Records for the exercise
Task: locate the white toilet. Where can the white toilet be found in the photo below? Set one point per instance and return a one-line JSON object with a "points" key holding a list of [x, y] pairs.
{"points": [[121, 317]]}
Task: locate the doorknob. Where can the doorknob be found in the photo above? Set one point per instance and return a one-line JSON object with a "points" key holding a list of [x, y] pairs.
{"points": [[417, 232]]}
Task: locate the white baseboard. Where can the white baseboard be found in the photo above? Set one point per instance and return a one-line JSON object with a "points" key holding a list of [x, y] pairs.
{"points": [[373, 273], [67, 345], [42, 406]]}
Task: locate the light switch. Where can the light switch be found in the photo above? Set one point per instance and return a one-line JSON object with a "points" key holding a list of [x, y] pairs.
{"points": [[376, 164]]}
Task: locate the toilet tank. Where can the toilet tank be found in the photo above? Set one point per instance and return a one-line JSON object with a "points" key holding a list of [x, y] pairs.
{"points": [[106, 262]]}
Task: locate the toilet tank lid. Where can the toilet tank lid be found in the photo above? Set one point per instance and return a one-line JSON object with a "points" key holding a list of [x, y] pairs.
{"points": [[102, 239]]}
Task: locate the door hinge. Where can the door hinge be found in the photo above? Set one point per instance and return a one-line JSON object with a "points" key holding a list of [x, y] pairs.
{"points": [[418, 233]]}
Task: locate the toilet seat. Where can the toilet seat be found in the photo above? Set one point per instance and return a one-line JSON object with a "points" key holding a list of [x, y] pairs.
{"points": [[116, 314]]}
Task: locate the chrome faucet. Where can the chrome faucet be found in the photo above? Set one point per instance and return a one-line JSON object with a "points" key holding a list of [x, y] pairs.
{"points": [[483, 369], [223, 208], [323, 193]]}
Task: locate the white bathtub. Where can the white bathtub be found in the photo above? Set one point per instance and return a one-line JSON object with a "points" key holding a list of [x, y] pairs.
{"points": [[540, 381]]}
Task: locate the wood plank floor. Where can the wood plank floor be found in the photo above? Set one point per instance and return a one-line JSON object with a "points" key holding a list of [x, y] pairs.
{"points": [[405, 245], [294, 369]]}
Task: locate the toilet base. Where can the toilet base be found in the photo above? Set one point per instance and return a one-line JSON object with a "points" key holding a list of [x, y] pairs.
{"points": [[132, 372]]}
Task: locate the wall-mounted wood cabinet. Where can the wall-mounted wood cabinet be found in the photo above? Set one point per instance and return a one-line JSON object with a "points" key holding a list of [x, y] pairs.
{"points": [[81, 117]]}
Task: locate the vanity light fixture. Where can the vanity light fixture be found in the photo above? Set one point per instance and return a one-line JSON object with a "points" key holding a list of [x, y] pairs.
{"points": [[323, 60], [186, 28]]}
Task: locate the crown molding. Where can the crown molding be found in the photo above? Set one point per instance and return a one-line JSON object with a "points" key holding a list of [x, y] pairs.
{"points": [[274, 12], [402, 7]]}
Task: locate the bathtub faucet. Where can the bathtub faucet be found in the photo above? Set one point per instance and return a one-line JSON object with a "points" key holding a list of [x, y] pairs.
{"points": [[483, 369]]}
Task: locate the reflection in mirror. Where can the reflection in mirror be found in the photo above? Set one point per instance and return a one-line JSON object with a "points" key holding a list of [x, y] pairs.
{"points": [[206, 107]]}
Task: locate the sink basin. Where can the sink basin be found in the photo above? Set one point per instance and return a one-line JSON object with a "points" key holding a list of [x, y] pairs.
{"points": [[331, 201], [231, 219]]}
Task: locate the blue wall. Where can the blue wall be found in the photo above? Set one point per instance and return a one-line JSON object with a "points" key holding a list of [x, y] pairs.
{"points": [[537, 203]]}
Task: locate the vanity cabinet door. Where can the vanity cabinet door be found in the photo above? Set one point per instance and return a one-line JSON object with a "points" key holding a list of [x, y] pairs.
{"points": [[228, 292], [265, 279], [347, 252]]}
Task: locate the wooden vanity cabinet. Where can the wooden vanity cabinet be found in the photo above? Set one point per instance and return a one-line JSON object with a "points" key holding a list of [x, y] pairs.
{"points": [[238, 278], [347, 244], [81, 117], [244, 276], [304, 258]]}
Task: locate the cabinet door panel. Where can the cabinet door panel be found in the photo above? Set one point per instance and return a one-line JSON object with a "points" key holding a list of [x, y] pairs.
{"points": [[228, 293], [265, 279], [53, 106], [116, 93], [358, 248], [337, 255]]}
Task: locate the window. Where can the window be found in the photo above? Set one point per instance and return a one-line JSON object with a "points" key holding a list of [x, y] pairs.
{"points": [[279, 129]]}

Task instructions
Set down the entries verbatim, leaving none out.

Reply to the exercise
Task: locate the white toilet. Where can the white toilet be found in the photo below? Set one point per instance and return a one-line JSON object with a "points" key holding a list of [x, y] pairs.
{"points": [[121, 317]]}
Task: locate the doorknob. Where can the doorknob be found in the photo above? Set one point per instance and return a one-line JSON object with a "points" key holding a list of [x, y] pairs.
{"points": [[417, 232]]}
Task: locate the white baseboard. Where can the white baseboard be found in the photo above? Set one point per instance and return a one-line JSON object with a "points" key holding a list of [x, y] pairs.
{"points": [[373, 273], [67, 345], [42, 406]]}
Task: locate the light switch. Where can the light switch be found in the photo above? Set one point per instance and return a one-line JSON object with a "points" key holding a list of [x, y] pairs.
{"points": [[376, 164]]}
Task: locate the toilet tank. Where can the toilet tank be found in the photo above? Set one point per instance and return a one-line JSON object with a "points" key holding a list of [x, y] pairs.
{"points": [[106, 262]]}
Task: locate the toilet tank lid. Where can the toilet tank lid be found in the photo above? Set one point per instance and return a one-line JSON object with a "points" key holding a list of [x, y] pairs.
{"points": [[102, 239]]}
Task: locate the door hinge. Where can the door hinge be found in the photo above? Set one point per instance and return a one-line JSON object with a "points" key holding a list of [x, y] pairs.
{"points": [[418, 233]]}
Task: locate the toilet seat. Where can the toilet seat be found in the photo above? Set one point per instance and return a one-line JSON object with a "points" key holding a list of [x, y] pairs.
{"points": [[116, 314]]}
Task: locate the chrome faucet. Where can the chrome faucet be found in the photo above? Set one point per instance and return a one-line JSON object with a "points" key holding a list of [x, y] pairs.
{"points": [[483, 369], [223, 208], [323, 193]]}
Task: locate the white bathtub. Where can the white bathtub be found in the photo above? Set one point per instance and return a one-line JSON object with a "points" key holding a list of [x, y] pairs.
{"points": [[540, 381]]}
Task: locate the wood plank floor. Where can the wood plank floor be found in the photo above? Set one point per instance and return a one-line JSON object with a "points" key holding a list of [x, y] pairs.
{"points": [[405, 245], [294, 369]]}
Task: locate the toilet base. Where can the toilet base be found in the photo above? Set one point per instance and return a one-line JSON object with a "points" key holding a list of [x, y] pairs.
{"points": [[132, 372]]}
Task: locate the wall-mounted wood cabinet. Where can the wall-mounted wood cabinet be found in the photo above? Set one point per instance and return a one-line JSON object with a "points" key holding a list of [x, y] pairs.
{"points": [[81, 117]]}
Task: locate the vanity light fixture. Where can the vanity light fixture be found in the photo above? Set one point per instance and return a one-line JSON object with a "points" key holding a list of [x, y] pairs.
{"points": [[323, 60], [186, 28]]}
Task: locate the crown molding. Where can the crown molding be found in the photo above? Set one point per instance and return a one-line JSON object with a "points" key holding a list of [x, y] pairs.
{"points": [[274, 12], [402, 7]]}
Task: locate the bathtub faucet. Where can the bathtub faucet be found in the photo above? Set one point per instance and return a one-line JSON object with a "points" key holding a list of [x, y] pairs.
{"points": [[483, 369]]}
Task: locate the reflection in mirror. Where can the reflection in mirror be found in the photo above? Set one point per instance and return a one-line JSON object with a "points" key holding a list of [x, y] pairs.
{"points": [[206, 107]]}
Task: locate the sink basin. Where can the sink basin be found in the photo above? Set one point per instance and return a one-line JSON object with a "points" key holding a list of [x, y] pairs.
{"points": [[331, 201], [231, 219]]}
Task: locate the blue wall. Where can the blue wall be found in the photo above? Set one point per instance and return a one-line JSON object with a "points" key holding a list of [x, y] pairs.
{"points": [[537, 203]]}
Task: locate the vanity cabinet door. Where can the vanity cabinet door be found in the photo above? Set one point per instance and return a one-line JSON object with a "points" key holding a list of [x, y] pairs.
{"points": [[228, 292], [265, 279], [347, 252]]}
Task: locate the wooden vanity cabinet. Where can the wooden vanity cabinet be found in the photo above? Set one point per instance and return a one-line JSON object with a "points" key holding a list of [x, y] pairs.
{"points": [[238, 278], [347, 244], [81, 117], [244, 276], [304, 258]]}
Task: locate the cabinet door panel. Where can the cabinet door panel be found in the photo above? Set one point per instance and return a one-line JSON object with a "points" key holding a list of [x, y] pairs.
{"points": [[228, 293], [265, 279], [53, 106], [116, 93], [358, 248], [337, 255]]}
Task: locate the window. Where can the window be found in the photo above? Set one point per instance and return a one-line JSON object with a "points" key holding a list of [x, y] pairs.
{"points": [[279, 129]]}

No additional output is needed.